» **GIVEN TASK**
Each line of the material must be returned exactly.

───── DATA LISTING ─────

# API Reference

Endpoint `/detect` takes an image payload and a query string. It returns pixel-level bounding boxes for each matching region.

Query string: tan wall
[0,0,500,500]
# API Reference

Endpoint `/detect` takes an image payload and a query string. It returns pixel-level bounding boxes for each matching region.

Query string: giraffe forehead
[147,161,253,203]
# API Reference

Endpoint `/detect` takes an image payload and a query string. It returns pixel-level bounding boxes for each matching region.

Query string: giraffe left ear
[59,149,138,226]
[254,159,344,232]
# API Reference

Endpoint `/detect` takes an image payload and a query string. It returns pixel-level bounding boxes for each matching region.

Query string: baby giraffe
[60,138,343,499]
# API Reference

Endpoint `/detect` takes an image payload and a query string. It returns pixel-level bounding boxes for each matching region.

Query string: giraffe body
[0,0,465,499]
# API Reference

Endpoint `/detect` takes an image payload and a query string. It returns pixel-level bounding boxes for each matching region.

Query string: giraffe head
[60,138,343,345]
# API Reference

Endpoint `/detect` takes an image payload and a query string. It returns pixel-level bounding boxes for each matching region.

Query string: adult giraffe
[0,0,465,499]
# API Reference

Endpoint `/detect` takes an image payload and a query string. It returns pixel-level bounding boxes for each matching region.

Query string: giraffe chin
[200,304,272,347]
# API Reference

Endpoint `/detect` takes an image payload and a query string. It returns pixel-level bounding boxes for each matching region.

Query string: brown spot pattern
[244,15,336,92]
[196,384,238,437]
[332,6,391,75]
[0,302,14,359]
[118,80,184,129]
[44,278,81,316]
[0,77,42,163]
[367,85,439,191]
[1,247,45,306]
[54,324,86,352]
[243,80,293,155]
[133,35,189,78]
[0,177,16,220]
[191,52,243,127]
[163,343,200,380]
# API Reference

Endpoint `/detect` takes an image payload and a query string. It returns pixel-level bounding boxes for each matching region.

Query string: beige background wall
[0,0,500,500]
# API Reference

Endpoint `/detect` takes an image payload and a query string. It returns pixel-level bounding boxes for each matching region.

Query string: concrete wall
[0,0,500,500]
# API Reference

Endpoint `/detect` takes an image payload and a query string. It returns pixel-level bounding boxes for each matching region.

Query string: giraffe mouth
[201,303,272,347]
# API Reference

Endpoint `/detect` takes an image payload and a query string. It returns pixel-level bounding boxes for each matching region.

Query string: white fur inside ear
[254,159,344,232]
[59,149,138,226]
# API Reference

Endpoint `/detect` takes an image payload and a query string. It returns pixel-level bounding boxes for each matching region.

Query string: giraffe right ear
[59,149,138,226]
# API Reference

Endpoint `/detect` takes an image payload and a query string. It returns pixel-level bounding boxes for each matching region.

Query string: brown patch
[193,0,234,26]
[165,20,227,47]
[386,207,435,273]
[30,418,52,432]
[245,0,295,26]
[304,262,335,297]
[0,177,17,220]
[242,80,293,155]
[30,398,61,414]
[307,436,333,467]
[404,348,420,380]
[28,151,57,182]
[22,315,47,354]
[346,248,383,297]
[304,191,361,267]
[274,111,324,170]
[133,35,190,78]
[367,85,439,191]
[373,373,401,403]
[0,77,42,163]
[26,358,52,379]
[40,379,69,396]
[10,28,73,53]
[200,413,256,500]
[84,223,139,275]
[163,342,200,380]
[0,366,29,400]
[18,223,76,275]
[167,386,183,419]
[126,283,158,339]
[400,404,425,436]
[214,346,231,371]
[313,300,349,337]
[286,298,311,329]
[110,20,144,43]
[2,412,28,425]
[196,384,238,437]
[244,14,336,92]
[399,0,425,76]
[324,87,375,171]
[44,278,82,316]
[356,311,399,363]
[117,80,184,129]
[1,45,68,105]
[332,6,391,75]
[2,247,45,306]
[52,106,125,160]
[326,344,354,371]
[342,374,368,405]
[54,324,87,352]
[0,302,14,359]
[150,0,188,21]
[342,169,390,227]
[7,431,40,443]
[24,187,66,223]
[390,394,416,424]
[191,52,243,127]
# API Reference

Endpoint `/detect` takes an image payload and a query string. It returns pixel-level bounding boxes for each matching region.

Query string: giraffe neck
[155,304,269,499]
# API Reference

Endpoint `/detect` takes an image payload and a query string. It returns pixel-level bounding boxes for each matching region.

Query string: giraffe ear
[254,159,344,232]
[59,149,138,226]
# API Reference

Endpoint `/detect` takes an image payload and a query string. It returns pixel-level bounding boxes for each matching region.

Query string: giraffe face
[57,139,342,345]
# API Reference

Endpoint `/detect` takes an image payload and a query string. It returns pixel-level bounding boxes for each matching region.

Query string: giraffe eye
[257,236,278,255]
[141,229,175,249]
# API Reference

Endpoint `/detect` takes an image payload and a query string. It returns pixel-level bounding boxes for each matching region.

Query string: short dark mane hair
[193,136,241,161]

─────

» **RESPONSE BELOW**
# API Reference

Endpoint `/detect` takes an image payload and a query string. It returns pixel-level bounding boxes for each matching region.

Query string: tan wall
[0,0,500,500]
# API Reference

Endpoint `/detect` takes an image payload and a query string. It returns pixel-level bounding boxes for each matching region.

Query string: giraffe forehead
[147,161,253,203]
# API Reference

Endpoint `/detect` takes an image payload and a query string. It returns pixel-level bounding boxes for each matching region.

Query string: giraffe left ear
[59,149,138,226]
[254,159,344,232]
# API Reference

Endpoint `/detect` takes an image payload and a query string. It returns pixel-level bounding boxes for each matching region.

Query string: baby giraffe
[60,138,343,499]
# API Reference

Endpoint `/detect` takes an image payload and a query string. It returns pixel-level bounding boxes for each matching region.

Query string: giraffe body
[0,0,465,499]
# API Reference

Endpoint `/detect` takes an image payload and a query string. It returns pixel-level bounding boxes for each matching region.

Query string: giraffe head
[60,138,343,345]
# API Reference

Endpoint `/detect` takes an image payload and a query string. It returns pixel-level bounding boxes for each matching region.

Query string: adult giraffe
[0,0,465,499]
# API Reference

Endpoint `/detect` takes an image payload and a query string. It returns pixel-level bounding boxes for each matching region.

Query string: giraffe chin
[200,304,272,347]
# API Reference

Endpoint `/detect` takes an image payload and a query string. It returns pixel-level bounding boxes for each matching region.

Query string: brown spot pattern
[244,15,336,92]
[196,384,238,437]
[332,6,391,75]
[0,302,14,359]
[118,80,184,129]
[44,278,81,316]
[0,77,42,163]
[367,85,439,191]
[1,247,45,306]
[54,324,86,352]
[243,80,293,155]
[133,35,189,78]
[0,177,16,220]
[191,52,243,127]
[163,343,200,380]
# API Reference

Endpoint `/detect` takes an image payload and a query string. It returns pixel-level bounding boxes for each matching region.

Query string: beige background wall
[0,0,500,500]
# API Reference

Endpoint `/detect` takes an image payload and a query string. It returns pixel-level bounding boxes for each matching region.

Query string: concrete wall
[0,0,500,500]
# API Reference

Endpoint `/detect` takes an image payload and a query string. It returns pixel-level bounding boxes for each matching region.

Query string: giraffe mouth
[201,303,272,347]
# API Reference

Endpoint `/detect` takes an image payload and a query string. It returns pixel-level bounding boxes for each matching region.

Query string: white fur inside ear
[254,159,344,232]
[59,149,138,226]
# API Reference

Endpoint `/detect` takes an image payload and a query string. It returns pixel-level bounding boxes for each matching region.

Query string: giraffe right ear
[59,149,138,226]
# API Reference

Endpoint `/detect` takes an image payload and a query string. It returns pixel-level bounding boxes for each matching region.

Query string: brown patch
[193,0,234,26]
[165,20,227,47]
[386,207,435,273]
[30,418,52,432]
[245,0,295,26]
[304,262,335,297]
[0,177,17,220]
[242,80,293,155]
[30,398,61,414]
[307,436,333,467]
[404,348,420,380]
[28,151,57,182]
[22,315,47,354]
[346,248,383,297]
[304,191,361,267]
[274,111,324,170]
[133,35,190,78]
[367,85,439,191]
[373,373,401,403]
[0,77,42,163]
[26,358,52,379]
[40,379,69,396]
[10,28,73,53]
[200,413,256,500]
[84,223,139,275]
[163,342,200,380]
[0,366,29,400]
[18,223,76,275]
[167,386,183,419]
[126,283,158,339]
[400,404,425,436]
[214,346,231,371]
[313,300,349,337]
[286,298,311,329]
[110,20,144,43]
[2,412,28,425]
[196,384,238,437]
[244,14,336,92]
[399,0,425,76]
[324,87,375,171]
[44,278,82,316]
[356,311,399,363]
[117,80,184,129]
[1,45,68,105]
[332,6,391,75]
[2,247,45,306]
[52,106,125,160]
[326,344,354,371]
[342,374,368,405]
[54,324,87,352]
[0,302,14,359]
[150,0,188,21]
[342,169,390,227]
[7,431,40,443]
[24,187,66,223]
[390,394,416,424]
[191,52,243,127]
# API Reference

Endpoint `/detect` takes an image payload and a query string. It returns pixel-level bounding boxes for each matching region.

Query string: giraffe neck
[155,304,269,499]
# API Reference

Endpoint `/detect` takes an image payload and a query string. It returns pixel-level bounding boxes for each matching region.

Query string: giraffe ear
[254,159,344,232]
[59,149,138,226]
# API Reference

Endpoint `/detect` takes an image payload and a query string. It returns pixel-level bounding boxes for each matching region.

Query string: giraffe face
[57,139,342,345]
# API Reference

Endpoint `/detect` takes an image payload and a query string. It returns pixel-level bounding boxes for each matching region.

Query string: giraffe eye
[257,236,278,255]
[141,229,175,249]
# API Reference

Endpoint `/detect` takes an image payload and a query string. It returns pixel-level bounding boxes for each matching region.

Query string: short dark mane hair
[193,136,241,161]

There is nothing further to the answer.